** Begin The input **
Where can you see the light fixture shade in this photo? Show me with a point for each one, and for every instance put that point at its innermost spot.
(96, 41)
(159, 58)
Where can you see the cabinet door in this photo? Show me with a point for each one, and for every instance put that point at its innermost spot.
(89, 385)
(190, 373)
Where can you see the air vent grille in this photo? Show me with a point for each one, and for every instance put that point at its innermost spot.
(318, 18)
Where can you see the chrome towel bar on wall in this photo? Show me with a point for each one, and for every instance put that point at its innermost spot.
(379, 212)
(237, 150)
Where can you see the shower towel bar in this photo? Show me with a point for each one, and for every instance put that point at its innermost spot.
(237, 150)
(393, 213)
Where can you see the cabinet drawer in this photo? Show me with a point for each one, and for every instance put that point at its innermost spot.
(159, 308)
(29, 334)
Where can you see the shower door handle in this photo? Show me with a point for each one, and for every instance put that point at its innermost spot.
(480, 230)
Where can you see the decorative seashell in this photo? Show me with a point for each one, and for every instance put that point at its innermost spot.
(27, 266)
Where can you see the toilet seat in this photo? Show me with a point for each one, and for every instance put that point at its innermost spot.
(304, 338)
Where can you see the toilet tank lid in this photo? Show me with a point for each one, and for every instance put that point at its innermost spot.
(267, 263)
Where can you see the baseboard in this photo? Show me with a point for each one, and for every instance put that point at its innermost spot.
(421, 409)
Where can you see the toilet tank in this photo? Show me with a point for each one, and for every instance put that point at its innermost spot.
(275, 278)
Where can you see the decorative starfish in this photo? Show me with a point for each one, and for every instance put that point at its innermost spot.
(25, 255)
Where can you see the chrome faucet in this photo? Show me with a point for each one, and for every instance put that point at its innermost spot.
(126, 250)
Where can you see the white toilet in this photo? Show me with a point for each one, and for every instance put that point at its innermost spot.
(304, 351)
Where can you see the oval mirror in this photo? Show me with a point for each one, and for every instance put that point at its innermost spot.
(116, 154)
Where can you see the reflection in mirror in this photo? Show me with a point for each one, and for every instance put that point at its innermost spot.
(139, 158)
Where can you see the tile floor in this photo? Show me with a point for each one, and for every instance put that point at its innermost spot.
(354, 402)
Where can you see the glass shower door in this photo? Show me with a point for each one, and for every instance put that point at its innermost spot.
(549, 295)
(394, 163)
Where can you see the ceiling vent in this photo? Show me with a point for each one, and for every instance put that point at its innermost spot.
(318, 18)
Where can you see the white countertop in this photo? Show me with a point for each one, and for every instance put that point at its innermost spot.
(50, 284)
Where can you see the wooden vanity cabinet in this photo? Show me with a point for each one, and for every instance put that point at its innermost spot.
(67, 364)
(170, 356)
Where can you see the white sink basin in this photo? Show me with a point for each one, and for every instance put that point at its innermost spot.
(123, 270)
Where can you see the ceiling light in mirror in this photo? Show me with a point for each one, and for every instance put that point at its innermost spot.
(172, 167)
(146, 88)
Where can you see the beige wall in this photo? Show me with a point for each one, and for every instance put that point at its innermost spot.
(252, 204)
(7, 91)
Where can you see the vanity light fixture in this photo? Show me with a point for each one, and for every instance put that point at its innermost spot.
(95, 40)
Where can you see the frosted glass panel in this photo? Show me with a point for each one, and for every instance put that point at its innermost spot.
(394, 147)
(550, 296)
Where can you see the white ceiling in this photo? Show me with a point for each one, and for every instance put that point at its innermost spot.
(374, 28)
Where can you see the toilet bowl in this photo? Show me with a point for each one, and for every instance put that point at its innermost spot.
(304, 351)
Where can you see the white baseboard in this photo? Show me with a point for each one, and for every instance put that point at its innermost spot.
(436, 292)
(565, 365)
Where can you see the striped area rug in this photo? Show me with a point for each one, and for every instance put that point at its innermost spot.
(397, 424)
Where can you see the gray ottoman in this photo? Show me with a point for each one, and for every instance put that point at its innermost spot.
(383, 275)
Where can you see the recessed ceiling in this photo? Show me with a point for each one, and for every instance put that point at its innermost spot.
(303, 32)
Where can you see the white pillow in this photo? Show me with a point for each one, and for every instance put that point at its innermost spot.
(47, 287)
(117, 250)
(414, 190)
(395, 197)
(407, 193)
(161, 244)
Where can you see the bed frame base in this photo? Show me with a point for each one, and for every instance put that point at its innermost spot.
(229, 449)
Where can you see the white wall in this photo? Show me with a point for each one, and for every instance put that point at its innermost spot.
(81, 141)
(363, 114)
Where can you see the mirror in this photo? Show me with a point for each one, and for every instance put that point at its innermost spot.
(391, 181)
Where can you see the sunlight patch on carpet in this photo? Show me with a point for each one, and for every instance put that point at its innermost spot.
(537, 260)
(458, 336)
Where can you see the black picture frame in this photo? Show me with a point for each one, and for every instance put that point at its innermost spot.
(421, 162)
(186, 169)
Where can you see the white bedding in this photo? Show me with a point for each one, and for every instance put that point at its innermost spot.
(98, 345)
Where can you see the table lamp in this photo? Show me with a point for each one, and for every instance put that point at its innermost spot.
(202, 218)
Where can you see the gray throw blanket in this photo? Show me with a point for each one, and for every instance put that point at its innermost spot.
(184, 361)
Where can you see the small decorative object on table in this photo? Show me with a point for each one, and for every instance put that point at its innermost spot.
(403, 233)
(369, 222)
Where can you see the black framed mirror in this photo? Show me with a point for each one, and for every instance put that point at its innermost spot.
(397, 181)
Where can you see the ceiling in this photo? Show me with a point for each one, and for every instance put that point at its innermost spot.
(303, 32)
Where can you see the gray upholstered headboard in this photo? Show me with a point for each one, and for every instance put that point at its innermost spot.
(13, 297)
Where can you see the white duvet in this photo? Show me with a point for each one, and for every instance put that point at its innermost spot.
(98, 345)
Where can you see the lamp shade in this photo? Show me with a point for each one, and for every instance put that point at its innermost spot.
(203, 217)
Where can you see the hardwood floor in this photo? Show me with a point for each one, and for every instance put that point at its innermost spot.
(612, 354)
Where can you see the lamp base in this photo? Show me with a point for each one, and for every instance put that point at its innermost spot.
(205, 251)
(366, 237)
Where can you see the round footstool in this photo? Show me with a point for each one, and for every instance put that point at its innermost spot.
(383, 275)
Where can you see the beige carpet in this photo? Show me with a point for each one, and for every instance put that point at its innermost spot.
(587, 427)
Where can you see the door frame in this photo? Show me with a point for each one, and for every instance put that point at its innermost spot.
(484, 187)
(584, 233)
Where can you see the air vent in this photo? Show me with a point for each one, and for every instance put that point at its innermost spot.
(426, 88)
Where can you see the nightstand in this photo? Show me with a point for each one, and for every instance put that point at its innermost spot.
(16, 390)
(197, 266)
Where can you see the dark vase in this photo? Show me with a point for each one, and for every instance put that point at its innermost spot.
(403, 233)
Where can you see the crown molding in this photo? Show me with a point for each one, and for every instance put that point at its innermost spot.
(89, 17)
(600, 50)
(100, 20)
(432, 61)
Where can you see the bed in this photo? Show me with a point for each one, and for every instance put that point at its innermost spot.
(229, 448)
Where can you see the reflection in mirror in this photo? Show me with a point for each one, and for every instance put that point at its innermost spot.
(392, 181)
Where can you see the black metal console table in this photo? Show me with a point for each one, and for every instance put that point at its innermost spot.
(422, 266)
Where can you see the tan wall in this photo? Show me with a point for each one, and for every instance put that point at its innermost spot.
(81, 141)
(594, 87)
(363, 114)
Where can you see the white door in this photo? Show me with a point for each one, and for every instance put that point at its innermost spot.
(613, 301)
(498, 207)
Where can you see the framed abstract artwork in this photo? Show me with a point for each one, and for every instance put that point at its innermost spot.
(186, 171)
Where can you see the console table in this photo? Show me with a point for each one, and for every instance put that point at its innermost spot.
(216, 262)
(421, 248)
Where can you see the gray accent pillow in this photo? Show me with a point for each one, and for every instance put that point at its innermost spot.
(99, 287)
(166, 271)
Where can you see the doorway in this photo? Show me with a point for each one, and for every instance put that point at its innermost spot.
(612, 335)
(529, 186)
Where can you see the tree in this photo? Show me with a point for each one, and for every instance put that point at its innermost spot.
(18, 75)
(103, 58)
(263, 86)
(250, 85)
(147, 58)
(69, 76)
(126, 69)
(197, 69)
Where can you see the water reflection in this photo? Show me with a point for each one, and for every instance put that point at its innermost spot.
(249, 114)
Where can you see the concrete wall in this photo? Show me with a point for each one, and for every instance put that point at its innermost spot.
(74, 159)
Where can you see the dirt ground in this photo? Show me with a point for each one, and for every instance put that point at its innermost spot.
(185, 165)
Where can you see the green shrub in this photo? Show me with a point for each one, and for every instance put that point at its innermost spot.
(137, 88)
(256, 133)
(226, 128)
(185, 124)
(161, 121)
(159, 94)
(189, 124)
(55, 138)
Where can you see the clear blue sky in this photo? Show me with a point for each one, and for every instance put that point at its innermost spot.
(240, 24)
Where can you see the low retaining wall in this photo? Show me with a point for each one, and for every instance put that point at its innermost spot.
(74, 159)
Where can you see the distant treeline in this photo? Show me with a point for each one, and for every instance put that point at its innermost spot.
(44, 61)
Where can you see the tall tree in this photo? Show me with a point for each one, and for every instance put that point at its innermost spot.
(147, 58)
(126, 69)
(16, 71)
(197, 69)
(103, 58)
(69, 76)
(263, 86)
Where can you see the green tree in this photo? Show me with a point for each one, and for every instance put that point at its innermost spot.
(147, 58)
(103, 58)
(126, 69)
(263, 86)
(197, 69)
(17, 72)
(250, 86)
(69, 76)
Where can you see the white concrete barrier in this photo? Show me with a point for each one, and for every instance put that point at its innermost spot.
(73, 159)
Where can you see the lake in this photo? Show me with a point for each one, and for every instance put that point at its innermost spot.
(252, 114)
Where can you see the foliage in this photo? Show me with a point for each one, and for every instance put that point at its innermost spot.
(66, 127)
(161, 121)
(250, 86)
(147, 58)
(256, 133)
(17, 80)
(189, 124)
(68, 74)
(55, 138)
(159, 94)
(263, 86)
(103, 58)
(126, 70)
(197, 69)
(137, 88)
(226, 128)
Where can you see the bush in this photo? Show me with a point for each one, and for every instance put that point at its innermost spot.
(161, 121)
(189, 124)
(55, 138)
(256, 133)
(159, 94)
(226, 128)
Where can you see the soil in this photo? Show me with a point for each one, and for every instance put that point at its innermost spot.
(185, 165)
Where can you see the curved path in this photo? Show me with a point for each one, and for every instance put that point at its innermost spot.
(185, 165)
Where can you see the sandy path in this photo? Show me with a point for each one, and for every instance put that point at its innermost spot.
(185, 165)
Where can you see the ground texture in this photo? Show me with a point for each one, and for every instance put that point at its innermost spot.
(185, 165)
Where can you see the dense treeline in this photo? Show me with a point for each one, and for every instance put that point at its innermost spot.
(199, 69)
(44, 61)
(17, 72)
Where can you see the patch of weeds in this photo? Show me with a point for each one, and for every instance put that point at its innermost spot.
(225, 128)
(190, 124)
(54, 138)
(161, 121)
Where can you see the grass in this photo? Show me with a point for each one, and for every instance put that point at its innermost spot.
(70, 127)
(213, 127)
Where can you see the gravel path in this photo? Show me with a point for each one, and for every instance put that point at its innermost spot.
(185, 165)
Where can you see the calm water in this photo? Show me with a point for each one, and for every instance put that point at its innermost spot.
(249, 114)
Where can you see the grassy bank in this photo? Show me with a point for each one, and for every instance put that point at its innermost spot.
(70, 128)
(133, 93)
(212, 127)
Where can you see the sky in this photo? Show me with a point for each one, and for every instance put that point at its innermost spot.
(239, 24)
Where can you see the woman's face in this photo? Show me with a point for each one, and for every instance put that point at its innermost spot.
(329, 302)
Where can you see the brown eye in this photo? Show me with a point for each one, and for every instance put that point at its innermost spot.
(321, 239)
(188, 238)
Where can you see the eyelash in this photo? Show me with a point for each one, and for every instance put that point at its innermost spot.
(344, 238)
** End The input **
**Task objective**
Please copy the records word for word, starting with the line that contains "Where can you see the grassy" and going on through the end of the records.

**Task output**
Where can you see the grassy bank in this photo? Show me with a point for each one, and for every instance put that point at its innermost spot.
(70, 128)
(133, 93)
(212, 127)
Where can you see the sky in this photo? Show me with a point for each one, and for every instance put that point at its innermost spot.
(239, 24)
Where can you see the woman's face in this photo? Show me with a point for each one, and for every instance put that point at its innermost spot.
(329, 302)
Where can you see the brown eye in this photo? Show me with a point for each one, and for every instance put that point at its innermost spot.
(321, 239)
(188, 238)
Where can you see the eyelash in this photo? Show me with a point for each one, and for every instance put that point at its innermost spot.
(344, 238)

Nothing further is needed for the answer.